- _Exercise goal_
Can you update the records by swapping every "wood" for "timber" and leaving everything else unchanged?

=====

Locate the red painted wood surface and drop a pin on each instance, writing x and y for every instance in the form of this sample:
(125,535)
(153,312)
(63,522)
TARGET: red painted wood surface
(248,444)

=====

- _Worked solution_
Locate the red painted timber surface and drop a pin on each instance, writing x and y for every instance in the form of this sample:
(125,535)
(153,312)
(63,522)
TARGET: red painted timber surface
(248,444)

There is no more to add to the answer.